PROBLEM DESCRIPTION
In the supplied passage on the GPA study methods, how many of the 34 predefined BVAS/GPA signs and symptoms are classed as major?

SUPPLIED PASSAGE
========================

Patients' demographic features, clinical manifestations, laboratory and pathological findings, treatment regimens, and follow‐up results were recorded in a repository at each clinical visit. To systematically record the clinical symptoms of patients we used BVAS/GPA [26]. Based on this criterion, patients' clinical manifestations are categorized into nine organ systems. BVAS/GPA contains 34 predefined clinical signs/symptoms for patients that fall into two categories minor (19 items) or major (15 items). In addition, a part under “other sign/symptoms” exists that can be added to the original form by the physicians to ensure capturing most GPA‐related presentations. The severity of active disease at the time of diagnosis was quantified using the BVAS version.3 score [27]. The laboratory data included complete blood count, serum creatinine (Cr), urine analysis, immunological markers (MPO and PR3‐ANCA) inflammatory markers (Erythrocyte sedimentation rate [ESR], and C‐reactive protein [CRP]). ANCA was detected by indirect immunofluorescence and specificity for PR3‐ANCA or MPO‐ANCA was determined by enzyme‐linked immunosorbent assay. The histopathological examination was considered positive when findings were compatible with vasculitis with granulomatous changes, necrotizing vasculitis, or necrotizing glomerulonephritis. Treatment regimens included both induction and maintenance therapies. Finally, for deceased patients, the time and cause of mortality were recorded on death certificates.

2.3. Treatment Protocol

The treatment regimen involved rituximab (RTX) or cyclophosphamide (CYC) for induction therapy, followed by RTX, AZA, or MTX for maintenance. RTX was administered as a 1000 mg intravenous (IV) dose on Days 1 and 15 to achieve remission, with subsequent 500 mg IV infusions every 6 months for maintenance. CYC was given as 15 mg/kg pulses every 2–3 weeks during induction, followed by either MTX (15 mg/week) or AZA (2.5 mg/kg) for continued therapy. Corticosteroid use was consistent across treatment groups. All patients initially received 1–3 pulses (1000 mg) of methylprednisolone, followed by oral prednisolone (1 mg/kg/day, up to 80 mg/day). Prednisolone was gradually tapered over 6 months to a dose of less than 10 mg/day.

2.4. Criteria for Therapeutic Response

To evaluate the therapeutic response, the disease status of the individuals was used during follow‐up visits. Disease status was determined based on changes in patients' BVAS/GPA score. Relapse was defined as a new, worsening of, or recurrence of any item on the BVAS/GPA that required a change in therapy.

========================

PROVIDED RECORDS
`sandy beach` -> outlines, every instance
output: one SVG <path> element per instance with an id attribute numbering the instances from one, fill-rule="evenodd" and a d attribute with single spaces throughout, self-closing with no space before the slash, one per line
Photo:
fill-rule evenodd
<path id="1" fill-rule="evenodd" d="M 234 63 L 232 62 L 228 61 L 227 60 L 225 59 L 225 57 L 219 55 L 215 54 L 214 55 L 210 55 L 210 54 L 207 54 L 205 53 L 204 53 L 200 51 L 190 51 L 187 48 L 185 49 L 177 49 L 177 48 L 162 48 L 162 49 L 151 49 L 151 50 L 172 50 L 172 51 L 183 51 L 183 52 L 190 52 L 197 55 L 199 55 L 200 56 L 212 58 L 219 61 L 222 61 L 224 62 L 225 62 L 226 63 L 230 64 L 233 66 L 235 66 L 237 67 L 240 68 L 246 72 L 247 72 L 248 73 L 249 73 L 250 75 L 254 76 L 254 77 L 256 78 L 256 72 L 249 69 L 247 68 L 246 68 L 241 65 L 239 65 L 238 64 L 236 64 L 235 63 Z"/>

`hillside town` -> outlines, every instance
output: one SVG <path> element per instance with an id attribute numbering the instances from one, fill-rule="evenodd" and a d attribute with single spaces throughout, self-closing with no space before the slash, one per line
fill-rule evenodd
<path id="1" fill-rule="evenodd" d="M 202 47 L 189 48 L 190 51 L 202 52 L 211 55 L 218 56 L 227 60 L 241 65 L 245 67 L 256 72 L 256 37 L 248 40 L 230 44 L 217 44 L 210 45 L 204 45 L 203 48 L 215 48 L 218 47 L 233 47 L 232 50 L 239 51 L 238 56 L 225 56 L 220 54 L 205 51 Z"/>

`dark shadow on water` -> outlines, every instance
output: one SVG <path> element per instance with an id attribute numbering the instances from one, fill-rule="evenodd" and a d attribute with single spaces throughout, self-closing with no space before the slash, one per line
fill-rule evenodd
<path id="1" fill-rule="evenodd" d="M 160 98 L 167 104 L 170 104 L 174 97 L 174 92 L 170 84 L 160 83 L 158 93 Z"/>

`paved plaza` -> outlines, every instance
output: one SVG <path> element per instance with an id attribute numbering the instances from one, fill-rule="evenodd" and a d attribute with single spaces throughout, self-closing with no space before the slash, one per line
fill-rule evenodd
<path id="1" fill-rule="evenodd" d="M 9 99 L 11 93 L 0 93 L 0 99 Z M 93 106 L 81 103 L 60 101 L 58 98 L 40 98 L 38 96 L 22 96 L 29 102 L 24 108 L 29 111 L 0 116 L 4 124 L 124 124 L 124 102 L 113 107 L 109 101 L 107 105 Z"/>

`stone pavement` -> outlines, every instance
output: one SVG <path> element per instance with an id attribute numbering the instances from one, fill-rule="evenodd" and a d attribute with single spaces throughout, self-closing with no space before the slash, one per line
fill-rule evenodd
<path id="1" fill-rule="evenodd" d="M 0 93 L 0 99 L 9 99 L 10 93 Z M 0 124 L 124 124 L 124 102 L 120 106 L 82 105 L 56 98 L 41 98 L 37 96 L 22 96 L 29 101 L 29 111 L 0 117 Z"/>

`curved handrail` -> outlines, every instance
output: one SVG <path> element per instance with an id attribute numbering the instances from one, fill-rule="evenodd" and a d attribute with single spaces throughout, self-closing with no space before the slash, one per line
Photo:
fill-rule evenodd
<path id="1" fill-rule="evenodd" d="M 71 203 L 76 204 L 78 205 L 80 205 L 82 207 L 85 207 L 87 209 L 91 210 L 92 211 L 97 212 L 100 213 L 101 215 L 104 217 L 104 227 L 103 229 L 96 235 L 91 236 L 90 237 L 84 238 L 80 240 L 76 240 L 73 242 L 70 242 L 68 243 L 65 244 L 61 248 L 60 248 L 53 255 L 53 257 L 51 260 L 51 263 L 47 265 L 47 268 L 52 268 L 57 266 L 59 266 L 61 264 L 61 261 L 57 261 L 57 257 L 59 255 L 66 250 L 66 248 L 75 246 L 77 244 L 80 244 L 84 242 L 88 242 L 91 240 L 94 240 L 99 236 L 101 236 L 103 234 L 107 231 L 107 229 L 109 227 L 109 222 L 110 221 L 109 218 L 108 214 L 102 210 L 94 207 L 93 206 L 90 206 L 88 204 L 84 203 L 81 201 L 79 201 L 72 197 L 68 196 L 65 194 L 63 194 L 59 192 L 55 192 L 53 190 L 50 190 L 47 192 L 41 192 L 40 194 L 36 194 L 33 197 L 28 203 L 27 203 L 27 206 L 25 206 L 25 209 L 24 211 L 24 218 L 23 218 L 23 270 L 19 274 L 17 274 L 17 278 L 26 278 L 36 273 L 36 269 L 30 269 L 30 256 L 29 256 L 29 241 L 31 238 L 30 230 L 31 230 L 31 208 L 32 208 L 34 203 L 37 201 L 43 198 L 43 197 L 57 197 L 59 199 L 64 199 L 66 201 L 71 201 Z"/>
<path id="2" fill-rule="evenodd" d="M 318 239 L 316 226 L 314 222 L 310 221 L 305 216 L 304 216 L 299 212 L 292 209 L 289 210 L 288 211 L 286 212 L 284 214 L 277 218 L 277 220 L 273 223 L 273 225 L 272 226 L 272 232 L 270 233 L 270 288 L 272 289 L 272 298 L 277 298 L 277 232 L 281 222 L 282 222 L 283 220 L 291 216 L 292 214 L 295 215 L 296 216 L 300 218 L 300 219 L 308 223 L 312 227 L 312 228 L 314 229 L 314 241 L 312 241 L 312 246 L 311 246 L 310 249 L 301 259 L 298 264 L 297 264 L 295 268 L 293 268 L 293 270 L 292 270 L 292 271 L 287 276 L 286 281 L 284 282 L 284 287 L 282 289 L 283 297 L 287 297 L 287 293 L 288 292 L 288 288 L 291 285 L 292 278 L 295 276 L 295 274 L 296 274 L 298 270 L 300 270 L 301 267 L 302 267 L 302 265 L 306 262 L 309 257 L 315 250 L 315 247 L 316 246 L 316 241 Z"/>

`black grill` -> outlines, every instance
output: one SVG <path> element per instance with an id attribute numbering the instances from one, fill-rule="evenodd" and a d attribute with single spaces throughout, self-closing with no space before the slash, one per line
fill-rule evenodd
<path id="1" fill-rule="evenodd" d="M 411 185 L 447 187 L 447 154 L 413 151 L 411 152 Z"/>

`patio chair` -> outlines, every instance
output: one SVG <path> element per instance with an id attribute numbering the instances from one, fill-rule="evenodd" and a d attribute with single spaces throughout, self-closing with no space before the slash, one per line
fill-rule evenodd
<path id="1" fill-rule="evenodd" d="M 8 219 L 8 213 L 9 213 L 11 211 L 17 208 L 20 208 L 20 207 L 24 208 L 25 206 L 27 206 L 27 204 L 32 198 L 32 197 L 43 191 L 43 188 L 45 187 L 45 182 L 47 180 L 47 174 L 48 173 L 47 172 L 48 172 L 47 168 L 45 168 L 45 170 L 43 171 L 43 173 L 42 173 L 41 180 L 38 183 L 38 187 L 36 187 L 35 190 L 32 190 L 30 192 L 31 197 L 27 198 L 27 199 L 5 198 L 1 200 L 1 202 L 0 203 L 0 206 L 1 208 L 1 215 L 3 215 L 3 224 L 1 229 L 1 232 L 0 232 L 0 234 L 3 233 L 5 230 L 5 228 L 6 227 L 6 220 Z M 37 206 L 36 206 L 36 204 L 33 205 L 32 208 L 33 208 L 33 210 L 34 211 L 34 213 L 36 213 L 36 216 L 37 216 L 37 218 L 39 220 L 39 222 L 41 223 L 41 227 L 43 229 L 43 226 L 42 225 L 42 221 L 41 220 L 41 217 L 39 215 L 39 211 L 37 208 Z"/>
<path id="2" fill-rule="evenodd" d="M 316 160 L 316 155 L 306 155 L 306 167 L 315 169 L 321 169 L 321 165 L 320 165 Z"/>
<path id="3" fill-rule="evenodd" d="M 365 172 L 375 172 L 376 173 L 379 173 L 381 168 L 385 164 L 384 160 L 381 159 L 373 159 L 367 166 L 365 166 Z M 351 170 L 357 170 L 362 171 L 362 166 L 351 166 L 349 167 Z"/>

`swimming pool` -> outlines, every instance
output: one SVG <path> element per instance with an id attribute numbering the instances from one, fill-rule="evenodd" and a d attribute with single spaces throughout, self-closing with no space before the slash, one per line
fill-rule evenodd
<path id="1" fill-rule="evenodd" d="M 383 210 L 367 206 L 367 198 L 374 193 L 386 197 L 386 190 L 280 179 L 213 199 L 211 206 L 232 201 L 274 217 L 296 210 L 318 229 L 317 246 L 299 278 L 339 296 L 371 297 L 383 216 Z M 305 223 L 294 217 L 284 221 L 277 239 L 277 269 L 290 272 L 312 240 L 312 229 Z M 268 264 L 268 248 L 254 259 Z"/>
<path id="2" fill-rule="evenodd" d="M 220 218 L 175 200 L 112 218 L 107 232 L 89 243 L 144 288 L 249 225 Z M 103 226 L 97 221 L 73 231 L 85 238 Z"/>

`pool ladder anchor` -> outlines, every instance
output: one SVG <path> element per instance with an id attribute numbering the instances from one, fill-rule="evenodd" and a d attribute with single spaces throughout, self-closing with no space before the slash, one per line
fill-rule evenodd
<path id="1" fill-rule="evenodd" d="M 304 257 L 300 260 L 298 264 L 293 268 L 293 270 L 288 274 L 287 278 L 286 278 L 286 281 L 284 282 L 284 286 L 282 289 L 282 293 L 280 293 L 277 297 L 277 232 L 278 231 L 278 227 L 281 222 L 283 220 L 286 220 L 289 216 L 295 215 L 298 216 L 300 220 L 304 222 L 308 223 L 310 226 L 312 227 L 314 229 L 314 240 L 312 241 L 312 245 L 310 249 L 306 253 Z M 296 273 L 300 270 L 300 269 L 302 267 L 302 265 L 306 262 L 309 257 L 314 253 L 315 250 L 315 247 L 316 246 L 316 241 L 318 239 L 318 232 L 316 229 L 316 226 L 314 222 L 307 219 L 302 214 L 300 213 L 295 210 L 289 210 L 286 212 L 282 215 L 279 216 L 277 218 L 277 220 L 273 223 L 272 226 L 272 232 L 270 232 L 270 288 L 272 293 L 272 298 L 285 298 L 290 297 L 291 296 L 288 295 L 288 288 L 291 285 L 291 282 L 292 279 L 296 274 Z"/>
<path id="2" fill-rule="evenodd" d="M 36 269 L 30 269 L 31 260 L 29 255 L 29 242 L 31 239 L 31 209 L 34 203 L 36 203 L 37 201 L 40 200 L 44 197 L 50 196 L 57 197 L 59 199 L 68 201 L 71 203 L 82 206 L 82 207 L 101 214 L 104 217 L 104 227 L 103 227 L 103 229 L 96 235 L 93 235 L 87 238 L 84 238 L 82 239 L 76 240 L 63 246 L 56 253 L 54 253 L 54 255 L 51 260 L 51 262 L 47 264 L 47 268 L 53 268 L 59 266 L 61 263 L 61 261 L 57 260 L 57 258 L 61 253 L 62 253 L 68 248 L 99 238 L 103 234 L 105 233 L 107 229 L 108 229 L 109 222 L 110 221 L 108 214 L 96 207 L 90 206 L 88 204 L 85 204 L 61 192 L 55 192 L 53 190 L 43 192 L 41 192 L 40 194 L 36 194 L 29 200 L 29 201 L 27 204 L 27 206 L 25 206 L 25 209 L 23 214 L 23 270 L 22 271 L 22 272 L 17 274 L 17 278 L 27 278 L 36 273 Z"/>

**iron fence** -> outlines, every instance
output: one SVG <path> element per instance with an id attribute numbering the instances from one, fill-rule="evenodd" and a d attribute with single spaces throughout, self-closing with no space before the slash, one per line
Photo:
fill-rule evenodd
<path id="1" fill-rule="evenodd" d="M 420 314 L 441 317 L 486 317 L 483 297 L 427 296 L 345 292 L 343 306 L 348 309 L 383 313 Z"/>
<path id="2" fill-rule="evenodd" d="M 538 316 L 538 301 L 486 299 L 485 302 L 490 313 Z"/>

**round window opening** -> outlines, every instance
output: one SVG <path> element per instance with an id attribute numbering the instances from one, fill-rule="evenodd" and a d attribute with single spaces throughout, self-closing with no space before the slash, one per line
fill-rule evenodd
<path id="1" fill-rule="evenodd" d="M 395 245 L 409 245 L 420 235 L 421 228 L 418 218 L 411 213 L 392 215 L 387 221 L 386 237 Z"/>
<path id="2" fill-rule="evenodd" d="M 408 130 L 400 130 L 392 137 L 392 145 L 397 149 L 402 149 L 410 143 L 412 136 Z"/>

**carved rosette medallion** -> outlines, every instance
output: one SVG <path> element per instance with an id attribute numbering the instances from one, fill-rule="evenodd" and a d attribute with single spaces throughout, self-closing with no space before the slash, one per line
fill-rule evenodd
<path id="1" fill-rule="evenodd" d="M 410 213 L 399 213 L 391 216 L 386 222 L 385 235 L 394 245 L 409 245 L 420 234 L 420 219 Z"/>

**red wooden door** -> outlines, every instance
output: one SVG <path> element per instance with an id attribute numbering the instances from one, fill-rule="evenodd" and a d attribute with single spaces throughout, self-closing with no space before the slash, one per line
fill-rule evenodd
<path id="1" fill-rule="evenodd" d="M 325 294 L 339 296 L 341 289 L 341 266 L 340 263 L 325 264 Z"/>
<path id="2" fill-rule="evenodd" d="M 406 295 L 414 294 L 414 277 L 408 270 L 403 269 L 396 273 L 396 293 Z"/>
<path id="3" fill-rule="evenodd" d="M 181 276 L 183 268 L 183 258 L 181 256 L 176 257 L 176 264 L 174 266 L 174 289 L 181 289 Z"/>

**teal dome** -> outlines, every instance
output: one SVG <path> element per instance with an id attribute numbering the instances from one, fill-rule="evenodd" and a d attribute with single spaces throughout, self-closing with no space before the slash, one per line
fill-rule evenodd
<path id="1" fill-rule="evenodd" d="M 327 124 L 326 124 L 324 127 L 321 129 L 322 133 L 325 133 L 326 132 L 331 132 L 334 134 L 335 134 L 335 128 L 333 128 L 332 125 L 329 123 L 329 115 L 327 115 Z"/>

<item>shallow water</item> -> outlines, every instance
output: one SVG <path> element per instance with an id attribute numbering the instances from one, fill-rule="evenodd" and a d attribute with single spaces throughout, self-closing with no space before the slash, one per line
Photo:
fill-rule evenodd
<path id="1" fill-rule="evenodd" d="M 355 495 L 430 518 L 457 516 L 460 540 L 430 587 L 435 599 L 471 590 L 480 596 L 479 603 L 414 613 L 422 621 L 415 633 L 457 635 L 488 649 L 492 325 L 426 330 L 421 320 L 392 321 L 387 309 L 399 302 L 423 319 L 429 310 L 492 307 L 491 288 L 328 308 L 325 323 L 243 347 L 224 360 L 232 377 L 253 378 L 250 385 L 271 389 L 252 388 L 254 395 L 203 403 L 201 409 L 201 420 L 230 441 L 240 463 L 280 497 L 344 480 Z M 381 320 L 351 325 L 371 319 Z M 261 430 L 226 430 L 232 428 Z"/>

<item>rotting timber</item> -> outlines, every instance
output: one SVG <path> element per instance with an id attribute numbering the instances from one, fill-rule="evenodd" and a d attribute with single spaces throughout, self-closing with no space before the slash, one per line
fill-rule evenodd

========================

OUTPUT FOR THIS TASK
Fifteen of them are classed as major.